Reproduce all of the entries below word for word, leaving out the pictures.

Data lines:
================================

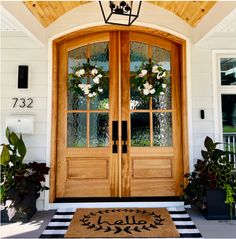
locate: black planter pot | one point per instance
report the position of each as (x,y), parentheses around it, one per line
(216,209)
(20,216)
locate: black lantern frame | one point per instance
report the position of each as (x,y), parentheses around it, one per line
(123,8)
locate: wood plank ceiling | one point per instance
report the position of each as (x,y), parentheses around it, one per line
(190,11)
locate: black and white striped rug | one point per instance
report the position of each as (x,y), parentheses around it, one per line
(58,225)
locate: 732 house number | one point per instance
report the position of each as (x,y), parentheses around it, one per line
(22,102)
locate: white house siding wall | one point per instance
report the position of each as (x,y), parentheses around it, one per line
(202,88)
(18,49)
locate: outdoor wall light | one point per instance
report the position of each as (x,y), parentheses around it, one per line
(126,11)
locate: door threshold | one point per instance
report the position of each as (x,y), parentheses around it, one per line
(116,199)
(145,203)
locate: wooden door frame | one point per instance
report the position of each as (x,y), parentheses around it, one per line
(93,30)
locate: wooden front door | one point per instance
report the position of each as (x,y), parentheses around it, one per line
(146,131)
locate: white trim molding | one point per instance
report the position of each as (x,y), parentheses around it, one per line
(218,89)
(48,205)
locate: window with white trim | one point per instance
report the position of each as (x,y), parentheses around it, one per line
(227,101)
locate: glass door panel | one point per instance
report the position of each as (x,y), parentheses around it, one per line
(88,117)
(151,117)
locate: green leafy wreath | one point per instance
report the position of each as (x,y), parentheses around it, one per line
(86,80)
(151,79)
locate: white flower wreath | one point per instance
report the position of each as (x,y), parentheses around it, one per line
(150,79)
(79,77)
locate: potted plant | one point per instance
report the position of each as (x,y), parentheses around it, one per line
(211,186)
(21,183)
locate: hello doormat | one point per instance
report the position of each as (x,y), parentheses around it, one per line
(61,220)
(110,223)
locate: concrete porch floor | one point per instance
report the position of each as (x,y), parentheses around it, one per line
(209,229)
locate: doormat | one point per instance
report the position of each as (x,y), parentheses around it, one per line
(128,222)
(59,224)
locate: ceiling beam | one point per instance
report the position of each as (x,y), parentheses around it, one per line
(29,24)
(213,20)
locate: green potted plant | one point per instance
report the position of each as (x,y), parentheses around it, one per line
(211,186)
(21,183)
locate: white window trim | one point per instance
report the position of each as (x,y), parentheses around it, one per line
(218,89)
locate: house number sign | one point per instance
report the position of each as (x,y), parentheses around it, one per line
(22,102)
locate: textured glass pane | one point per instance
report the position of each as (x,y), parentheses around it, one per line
(138,55)
(163,101)
(99,129)
(76,57)
(162,129)
(140,129)
(229,113)
(162,57)
(100,55)
(228,71)
(100,58)
(76,130)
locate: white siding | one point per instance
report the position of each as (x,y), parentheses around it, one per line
(17,49)
(202,89)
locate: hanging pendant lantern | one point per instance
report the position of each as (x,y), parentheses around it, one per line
(120,12)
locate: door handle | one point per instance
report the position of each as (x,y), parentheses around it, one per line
(124,136)
(115,136)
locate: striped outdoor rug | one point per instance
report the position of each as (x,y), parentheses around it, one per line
(61,220)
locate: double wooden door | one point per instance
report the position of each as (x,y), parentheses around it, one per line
(119,144)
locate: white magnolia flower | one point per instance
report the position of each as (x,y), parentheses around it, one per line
(144,72)
(80,72)
(146,91)
(86,91)
(155,69)
(96,80)
(159,76)
(8,203)
(147,86)
(164,74)
(94,71)
(163,85)
(152,91)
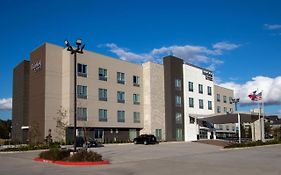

================================

• **TASK ANSWER**:
locate: black planter pot | one point per instance
report the position of each as (x,y), parentheses around it, one per line
(216,209)
(20,216)
locate: black lantern frame | one point per instance
report the position of each as (x,y), parentheses around it, one per line
(123,8)
locate: wood plank ceiling | one point per instance
report the position of each as (x,y), parentheses around it, one per line
(190,11)
locate: black and white striped rug | one point per instance
report the position of each as (x,y), parentheses around it, one per line
(58,225)
locate: 732 house number | one point per instance
report the position of each as (x,y), parentheses around it, one per line
(22,102)
locate: white house siding wall | one point per instance
report the position of each as (x,y), parentheses around it, one per line
(202,88)
(18,49)
locate: outdoor wall light | one point per instance
report the position of each as (x,y), parentheses around it, one per line
(126,11)
locate: door threshold | one point per instance
report the position of each as (x,y), parentheses around it, one per line
(116,199)
(145,203)
locate: wooden door frame | one point per instance
report the position of each as (x,y), parentheses around it, one per line
(93,30)
locate: wooden front door | one point per instance
report the position of each as (x,y), parentheses around it, one per line
(146,131)
locate: white trim molding | one point per instance
report the position of each as (x,y), parentheses around it, one per line
(218,89)
(48,205)
locate: window with white trim | one point per instance
report the position of each as (x,y), parentheses around it, one per line
(227,101)
locate: glass door panel | one point per instance
report the position of each as (x,y), parentheses around it, one per line
(88,117)
(151,117)
locate: green leafy wreath | one point per instance
report the position of each as (x,y), parentheses around it, one per line
(86,80)
(151,79)
locate: white flower wreath | one point per instance
report the position of each as (x,y), parentheses around it, one per line
(150,79)
(79,77)
locate: potted plant | one point per instance
report the position of each as (x,y), parentheses around it, one per line
(211,186)
(21,183)
locate: hello doormat | one point per instance
report the position of each as (x,y), parentheses around it, one per line
(61,220)
(110,223)
locate: concrete porch floor | one point per instance
report the position of each as (x,y), parentheses around it, one per line
(209,229)
locate: doormat | one point per instance
report the position of each as (x,y), parentheses around it, one per line
(128,222)
(59,224)
locate: ceiling beam | one point per instance
report the position of each as (x,y), parentheses around it, one per line
(29,24)
(213,20)
locate: green potted plant | one point per instance
report the position of each as (x,y), parentheses around it, one per line
(211,186)
(21,183)
locate: white window trim | one point per instance
report the position of each as (x,y), parentheses around it, one per line
(218,89)
locate: house number sign | one point per instance
report the position of each as (x,y), parentheses around it, one per line
(22,102)
locate: textured glass pane | one point per instance
report the position of each as (x,y), parentheses around it, one per line
(138,55)
(163,101)
(99,129)
(76,57)
(162,129)
(140,129)
(229,113)
(162,57)
(100,55)
(228,71)
(100,58)
(76,130)
locate: white siding | one point per instance
report the position of each as (x,y), parentheses around it, one per line
(17,49)
(202,89)
locate: hanging pendant lantern | one point per instance
report the position of each as (x,y), parentheses around it, one per line
(120,12)
locate: door handle | one point per instance
report the position of each as (x,y), parentheses around it, one per line
(124,136)
(115,136)
locate: striped outdoor rug | one point per instance
report the position of each as (x,y), parentheses around it, one per line
(61,220)
locate: double wooden door | one point per instance
report the position of each as (x,y), parentheses around it, one per line
(119,144)
locate: white magnolia flower | one point per instance
report the position of each as (x,y), parentheses around it, one per line
(144,72)
(80,72)
(146,91)
(86,91)
(155,69)
(96,80)
(159,76)
(8,203)
(147,86)
(164,74)
(94,71)
(163,85)
(152,91)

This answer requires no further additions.